▸ REQUIRED WORK:
(1) According to the motor pulley thread, what speed range is recommended for the Quincy 325 compressor?
(2) Please write the next part of the motor pulley thread, starting after its final line.

▸ GIVEN PASSAGE:
****************************************

# What Size Motor Pulley (?)



## mdmade78

I recently found a rebuilt Quincy 325 air compressor and a 5 horse Baldor 184T Frame motor to power it up on an 80 gallon receiver tank. The Quincy has its flywheel, but what size motor pulley should I get for the Baldor? It runs at 1725 rpm . . . Mike in Maryland


----------



## Osviur

*Pulley size*

Hi mdmade78,

Congratulations, it is a really beautiful compressor, I have seen the specs in the manual: http://powerspecialtiespumps.com/images/manuals/Quincy-QR25-Model325.pdf

It is a dual stage compressor, up to 200 PSI continuous duty with a recommended speed from 400 to 900 RPM. If we select an intermediate speed of 750 RPM, we need a motor to compressor speed relation of:

1725 RPM / 750 RPM = 2.3

In accordance with the specs, the compressor pulley is 14" in diameter, so the motor pulley diameter must be : 

14" / 2.3 = 6"

****************************************

▸ EXCERPTED DATA:
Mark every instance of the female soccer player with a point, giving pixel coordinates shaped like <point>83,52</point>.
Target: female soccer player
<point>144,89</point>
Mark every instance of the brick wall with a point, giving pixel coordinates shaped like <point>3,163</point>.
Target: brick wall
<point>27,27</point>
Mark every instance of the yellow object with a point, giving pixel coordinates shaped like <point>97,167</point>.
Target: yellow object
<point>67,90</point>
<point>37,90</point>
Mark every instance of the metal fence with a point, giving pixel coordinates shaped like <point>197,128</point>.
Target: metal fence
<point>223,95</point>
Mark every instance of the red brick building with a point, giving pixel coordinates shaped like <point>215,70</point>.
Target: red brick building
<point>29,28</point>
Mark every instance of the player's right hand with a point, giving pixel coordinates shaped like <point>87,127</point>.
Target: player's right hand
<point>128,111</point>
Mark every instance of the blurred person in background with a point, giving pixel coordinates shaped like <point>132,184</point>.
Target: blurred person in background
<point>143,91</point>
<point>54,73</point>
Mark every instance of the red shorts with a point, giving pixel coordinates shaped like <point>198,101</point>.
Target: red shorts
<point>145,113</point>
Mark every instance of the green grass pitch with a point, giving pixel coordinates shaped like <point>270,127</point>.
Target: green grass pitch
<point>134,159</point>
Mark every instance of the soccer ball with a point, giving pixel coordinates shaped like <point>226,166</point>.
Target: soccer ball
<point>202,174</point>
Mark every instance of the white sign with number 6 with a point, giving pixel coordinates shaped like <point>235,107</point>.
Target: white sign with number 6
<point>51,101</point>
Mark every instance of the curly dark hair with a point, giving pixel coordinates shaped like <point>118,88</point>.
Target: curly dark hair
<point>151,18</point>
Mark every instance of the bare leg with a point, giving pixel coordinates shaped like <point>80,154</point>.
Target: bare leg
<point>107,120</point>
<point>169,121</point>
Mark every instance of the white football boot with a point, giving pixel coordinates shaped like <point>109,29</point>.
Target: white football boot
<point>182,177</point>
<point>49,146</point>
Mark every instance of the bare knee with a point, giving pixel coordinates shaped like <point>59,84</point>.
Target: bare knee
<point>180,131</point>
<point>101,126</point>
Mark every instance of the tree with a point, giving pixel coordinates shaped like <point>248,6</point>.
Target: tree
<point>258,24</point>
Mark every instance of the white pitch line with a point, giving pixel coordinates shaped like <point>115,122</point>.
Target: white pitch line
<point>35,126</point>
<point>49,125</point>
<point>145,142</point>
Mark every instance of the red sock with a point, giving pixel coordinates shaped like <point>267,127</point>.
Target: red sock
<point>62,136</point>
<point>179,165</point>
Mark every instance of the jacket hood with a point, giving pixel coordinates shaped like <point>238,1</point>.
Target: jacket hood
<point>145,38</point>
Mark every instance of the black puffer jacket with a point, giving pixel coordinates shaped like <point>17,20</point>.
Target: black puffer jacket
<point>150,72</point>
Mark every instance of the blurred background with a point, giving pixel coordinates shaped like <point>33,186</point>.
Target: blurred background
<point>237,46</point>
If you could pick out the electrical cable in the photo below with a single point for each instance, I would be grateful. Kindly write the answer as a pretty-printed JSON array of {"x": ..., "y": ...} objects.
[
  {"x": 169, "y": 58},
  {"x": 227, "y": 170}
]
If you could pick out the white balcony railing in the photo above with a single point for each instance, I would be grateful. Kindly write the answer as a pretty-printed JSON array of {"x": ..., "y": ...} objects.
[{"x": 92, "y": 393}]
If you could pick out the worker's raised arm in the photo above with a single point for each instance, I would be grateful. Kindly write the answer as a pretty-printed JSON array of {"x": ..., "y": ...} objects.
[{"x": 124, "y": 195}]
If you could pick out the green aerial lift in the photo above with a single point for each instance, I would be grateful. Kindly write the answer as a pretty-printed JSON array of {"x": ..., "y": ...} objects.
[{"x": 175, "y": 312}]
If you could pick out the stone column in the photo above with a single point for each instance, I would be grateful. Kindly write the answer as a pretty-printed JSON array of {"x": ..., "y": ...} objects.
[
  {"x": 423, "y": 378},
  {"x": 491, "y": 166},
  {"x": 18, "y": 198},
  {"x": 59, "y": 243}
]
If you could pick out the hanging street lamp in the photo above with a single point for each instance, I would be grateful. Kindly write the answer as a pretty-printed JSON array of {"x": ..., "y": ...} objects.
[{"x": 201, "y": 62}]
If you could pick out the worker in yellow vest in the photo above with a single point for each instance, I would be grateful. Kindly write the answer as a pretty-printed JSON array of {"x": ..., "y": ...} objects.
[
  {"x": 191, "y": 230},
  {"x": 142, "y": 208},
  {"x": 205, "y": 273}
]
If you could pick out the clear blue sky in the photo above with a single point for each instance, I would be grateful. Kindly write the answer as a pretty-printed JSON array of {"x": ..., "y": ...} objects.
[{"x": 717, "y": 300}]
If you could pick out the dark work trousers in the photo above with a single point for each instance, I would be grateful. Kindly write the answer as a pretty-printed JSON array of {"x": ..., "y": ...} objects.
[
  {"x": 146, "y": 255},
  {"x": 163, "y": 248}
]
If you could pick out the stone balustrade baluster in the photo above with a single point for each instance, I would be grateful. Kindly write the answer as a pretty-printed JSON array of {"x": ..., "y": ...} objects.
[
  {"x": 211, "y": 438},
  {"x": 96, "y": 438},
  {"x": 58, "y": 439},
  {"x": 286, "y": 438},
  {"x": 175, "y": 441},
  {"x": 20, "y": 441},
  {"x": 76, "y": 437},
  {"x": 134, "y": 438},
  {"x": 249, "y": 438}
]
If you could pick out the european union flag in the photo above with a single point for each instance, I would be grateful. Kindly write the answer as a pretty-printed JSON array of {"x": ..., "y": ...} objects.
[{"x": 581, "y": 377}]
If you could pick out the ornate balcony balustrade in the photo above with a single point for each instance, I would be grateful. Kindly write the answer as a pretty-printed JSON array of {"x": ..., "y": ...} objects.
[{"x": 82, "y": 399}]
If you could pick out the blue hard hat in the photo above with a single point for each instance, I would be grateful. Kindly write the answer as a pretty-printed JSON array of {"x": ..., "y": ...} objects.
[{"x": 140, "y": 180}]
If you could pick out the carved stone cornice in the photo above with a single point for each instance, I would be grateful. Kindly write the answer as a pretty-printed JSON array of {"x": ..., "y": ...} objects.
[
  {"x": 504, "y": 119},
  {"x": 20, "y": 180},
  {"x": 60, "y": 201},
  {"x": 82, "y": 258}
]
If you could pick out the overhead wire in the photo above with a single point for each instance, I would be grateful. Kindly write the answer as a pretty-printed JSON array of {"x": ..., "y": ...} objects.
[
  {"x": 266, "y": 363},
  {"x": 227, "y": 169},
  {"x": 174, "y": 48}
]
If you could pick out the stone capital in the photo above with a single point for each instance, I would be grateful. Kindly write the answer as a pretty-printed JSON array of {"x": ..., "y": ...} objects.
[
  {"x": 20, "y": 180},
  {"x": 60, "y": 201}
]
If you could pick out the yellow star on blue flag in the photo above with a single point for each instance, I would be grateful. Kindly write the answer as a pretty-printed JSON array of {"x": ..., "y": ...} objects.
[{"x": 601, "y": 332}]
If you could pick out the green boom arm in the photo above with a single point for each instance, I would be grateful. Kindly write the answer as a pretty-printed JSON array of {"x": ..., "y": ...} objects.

****************************************

▸ ANSWERS FOR THIS EXERCISE:
(1) 400 to 900 RPM.

(2)
With this diameter relation (2.3), every 2.3 motor turns, the compressor will make one turn, and in one minute 750 revs.

Enjoy your compressor!


----------



## mdmade78

Thanks for the help Osviur! I'm new to assembling and using my own, decent sized, air compressor. Can I assume that 750 RPM is a good all around speed for general shop usage? Oh, and these days who makes a high quality, twin grooved, motor pulley - Browning?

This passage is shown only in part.